- Conference: PSAC
- East Division
- Record: 0–1 (0–0 PSAC)
- Head coach: Greg Breitbach (5th season);
- Home stadium: Biemesderfer Stadium

= 2017 Millersville Marauders football team =

American college football season

The 2017 Millersville Marauders football team represented Millersville University of Pennsylvania in Division II football.

==Background==
===Previous season===
In 2016 the Marauders had a dismal 2–9 record and 1–6 in PSAC play. The 2016 season was the fourth year under head coach Greg Breitbach.

#####

◆ **EXERCISE DESCRIPTION**
Please rewrite the paragraph of the team article that begins "In 2016 the Marauders" as a short list that keeps its main facts. The records are not needed.

◆ **Object position labeling entries**
#####

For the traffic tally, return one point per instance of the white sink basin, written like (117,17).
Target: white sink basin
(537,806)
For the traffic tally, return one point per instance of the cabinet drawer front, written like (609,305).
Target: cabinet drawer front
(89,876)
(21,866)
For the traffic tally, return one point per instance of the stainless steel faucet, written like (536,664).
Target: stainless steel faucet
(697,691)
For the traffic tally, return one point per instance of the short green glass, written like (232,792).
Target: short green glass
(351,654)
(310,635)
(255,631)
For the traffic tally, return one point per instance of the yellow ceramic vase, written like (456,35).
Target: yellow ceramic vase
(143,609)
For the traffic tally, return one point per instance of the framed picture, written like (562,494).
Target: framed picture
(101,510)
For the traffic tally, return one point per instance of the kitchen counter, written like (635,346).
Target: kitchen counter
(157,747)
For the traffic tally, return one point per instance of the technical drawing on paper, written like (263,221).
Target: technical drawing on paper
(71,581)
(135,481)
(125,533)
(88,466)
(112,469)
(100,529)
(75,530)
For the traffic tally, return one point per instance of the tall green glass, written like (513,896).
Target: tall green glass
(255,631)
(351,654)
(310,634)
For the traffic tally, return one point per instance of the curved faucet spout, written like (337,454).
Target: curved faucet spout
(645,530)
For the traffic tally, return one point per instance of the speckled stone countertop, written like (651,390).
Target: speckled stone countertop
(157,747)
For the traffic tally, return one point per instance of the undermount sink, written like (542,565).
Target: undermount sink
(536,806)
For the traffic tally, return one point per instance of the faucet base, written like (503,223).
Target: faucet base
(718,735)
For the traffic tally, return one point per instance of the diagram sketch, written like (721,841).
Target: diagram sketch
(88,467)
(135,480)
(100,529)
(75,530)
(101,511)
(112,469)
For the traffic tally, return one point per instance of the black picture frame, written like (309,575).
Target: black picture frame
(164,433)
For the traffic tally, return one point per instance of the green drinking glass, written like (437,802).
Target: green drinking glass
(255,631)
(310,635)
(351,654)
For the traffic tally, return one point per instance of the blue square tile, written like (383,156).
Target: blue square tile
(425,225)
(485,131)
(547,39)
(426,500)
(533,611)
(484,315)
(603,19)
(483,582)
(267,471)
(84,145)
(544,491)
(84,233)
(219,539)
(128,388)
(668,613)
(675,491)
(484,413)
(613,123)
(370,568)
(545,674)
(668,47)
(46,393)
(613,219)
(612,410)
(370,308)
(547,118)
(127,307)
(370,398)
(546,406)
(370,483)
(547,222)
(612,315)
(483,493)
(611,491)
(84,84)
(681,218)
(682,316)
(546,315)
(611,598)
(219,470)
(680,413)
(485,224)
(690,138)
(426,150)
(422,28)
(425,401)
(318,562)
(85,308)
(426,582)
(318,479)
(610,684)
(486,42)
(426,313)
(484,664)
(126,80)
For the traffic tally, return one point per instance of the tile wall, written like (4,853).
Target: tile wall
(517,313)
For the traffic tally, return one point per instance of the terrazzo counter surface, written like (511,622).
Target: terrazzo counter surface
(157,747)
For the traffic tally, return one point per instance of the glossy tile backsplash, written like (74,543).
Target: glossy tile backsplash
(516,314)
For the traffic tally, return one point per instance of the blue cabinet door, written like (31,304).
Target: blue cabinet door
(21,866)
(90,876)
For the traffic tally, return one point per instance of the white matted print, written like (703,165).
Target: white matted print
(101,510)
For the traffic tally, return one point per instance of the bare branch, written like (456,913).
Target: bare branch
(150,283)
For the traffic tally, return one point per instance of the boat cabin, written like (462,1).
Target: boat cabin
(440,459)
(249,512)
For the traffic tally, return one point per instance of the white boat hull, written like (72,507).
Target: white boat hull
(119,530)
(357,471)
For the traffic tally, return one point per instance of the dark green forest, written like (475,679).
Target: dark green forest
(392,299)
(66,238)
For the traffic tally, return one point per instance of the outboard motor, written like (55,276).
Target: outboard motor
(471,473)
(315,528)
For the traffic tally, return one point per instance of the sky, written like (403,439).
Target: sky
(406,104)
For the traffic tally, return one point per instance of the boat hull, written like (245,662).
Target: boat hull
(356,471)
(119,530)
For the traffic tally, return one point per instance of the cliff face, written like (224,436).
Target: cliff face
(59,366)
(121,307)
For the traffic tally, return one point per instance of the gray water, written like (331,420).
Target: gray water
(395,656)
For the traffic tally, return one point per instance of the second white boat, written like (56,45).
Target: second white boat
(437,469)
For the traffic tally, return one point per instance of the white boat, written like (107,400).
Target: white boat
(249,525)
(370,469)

#####

◆ **SOLVED PROBLEM**
- 2016 overall record: 2–9
- 2016 PSAC record: 1–6
- Fourth year under head coach Greg Breitbach